◆ 指示と要件: 松田駅についての文章に照らして、次の1.～3.の記述がそれぞれ合っているかを「はい」か「いいえ」で答え、判断の決め手となる文章中の語句をそのまま引用してください。1. 松田駅の旅客営業はJR貨物が担当している。2. 松田駅は1889年2月に開業した。3. 松田駅の貨物営業は1994年10月に再開された。

◆ 抽出テキスト:
#####
松田駅
松田駅(まつだえき)は、神奈川県足柄上郡松田町松田惣領にある、東海旅客鉄道(JR東海)・日本貨物鉄道(JR貨物)御殿場線の駅である。
目次
概要
松田町の中心部に位置する駅。御殿場線の第一種鉄道事業者であるJR東海が旅客営業、第二種鉄道事業者であるJR貨物が貨物営業を担当している。
当駅には、御殿場線の普通列車と特急「あさぎり」が停車する。また、駅の南に小田急小田原線の新松田駅が近接し、乗り換えが可能である。特急「あさぎり」は当駅東方にある連絡線を介して小田急小田原線と直通運転を行なっている。そのため、小田急線の運賃計算上、当駅と新松田駅は同一駅として扱われる。小田急線に有効な途中下車が可能な特別企画乗車券では、有効区間に新松田駅を含む場合は途中下車できる。
駅の開業は1889年(明治22年)2月である。官設鉄道(後の日本国有鉄道)単独の駅であり、国鉄分割民営化の際もJR東海のみに継承された。その後、1994年(平成6年)10月に貨物営業が再開された際、当駅を管理する事業者にJR貨物が追加された。
歴史
東海道本線の国府津 - 沼津間は1889年(明治22年)に開業したが、山岳地帯を通過するため建設困難とされた現行の熱海経由のルートではなく、御殿場経由の御殿場線のルートで建設された。そのため、国府津 - 沼津間の開業時に新設された当駅は、開業時東海道本線の駅であった。駅が開設されたのは矢倉沢往還の宿場町として栄えた松田であり、駅の開業は明治に入って衰退していた町を再び活気付かせた[1]。
#####
◆ 提供情報:

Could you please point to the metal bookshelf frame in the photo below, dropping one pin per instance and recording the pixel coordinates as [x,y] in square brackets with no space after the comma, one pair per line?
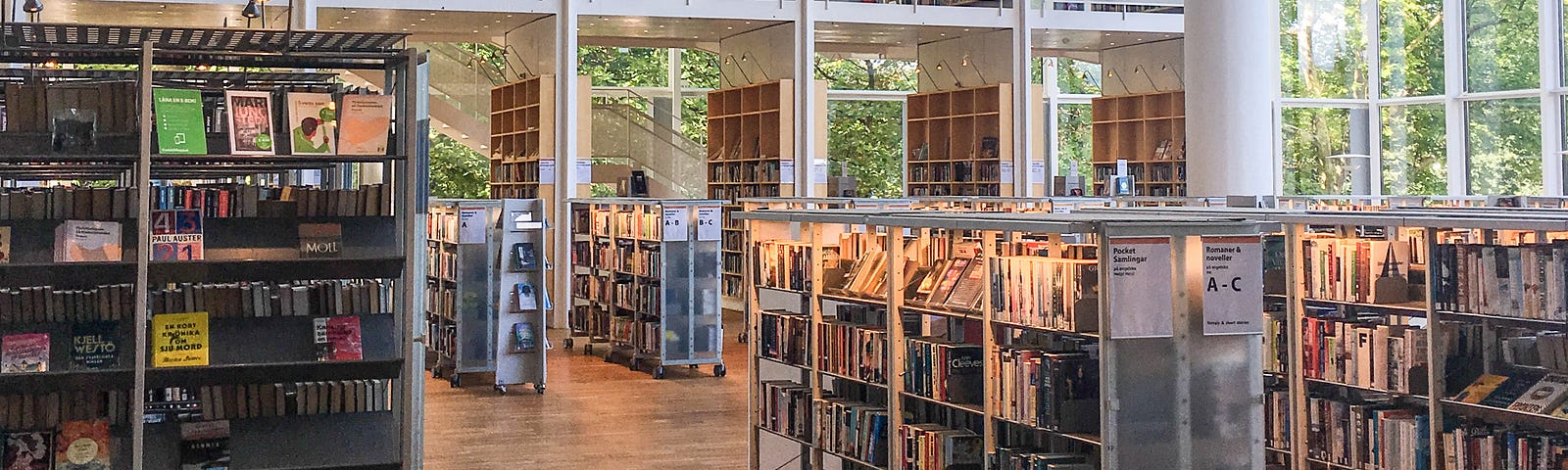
[1144,423]
[386,443]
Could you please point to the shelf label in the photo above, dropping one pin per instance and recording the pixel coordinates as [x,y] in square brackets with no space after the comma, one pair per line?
[1233,290]
[548,171]
[470,226]
[678,221]
[786,172]
[1141,287]
[708,223]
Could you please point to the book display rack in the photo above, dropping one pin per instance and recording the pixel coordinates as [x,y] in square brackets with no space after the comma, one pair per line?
[206,307]
[485,298]
[645,279]
[1147,130]
[960,143]
[750,154]
[908,341]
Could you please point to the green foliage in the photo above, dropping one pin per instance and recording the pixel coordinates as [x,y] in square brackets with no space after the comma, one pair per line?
[455,169]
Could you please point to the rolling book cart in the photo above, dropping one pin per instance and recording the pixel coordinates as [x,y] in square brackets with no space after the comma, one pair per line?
#####
◆ 作業結果:
1. いいえ。「JR東海が旅客営業、第二種鉄道事業者であるJR貨物が貨物営業を担当している」
2. はい。「駅の開業は1889年(明治22年)2月である」
3. はい。「1994年(平成6年)10月に貨物営業が再開された」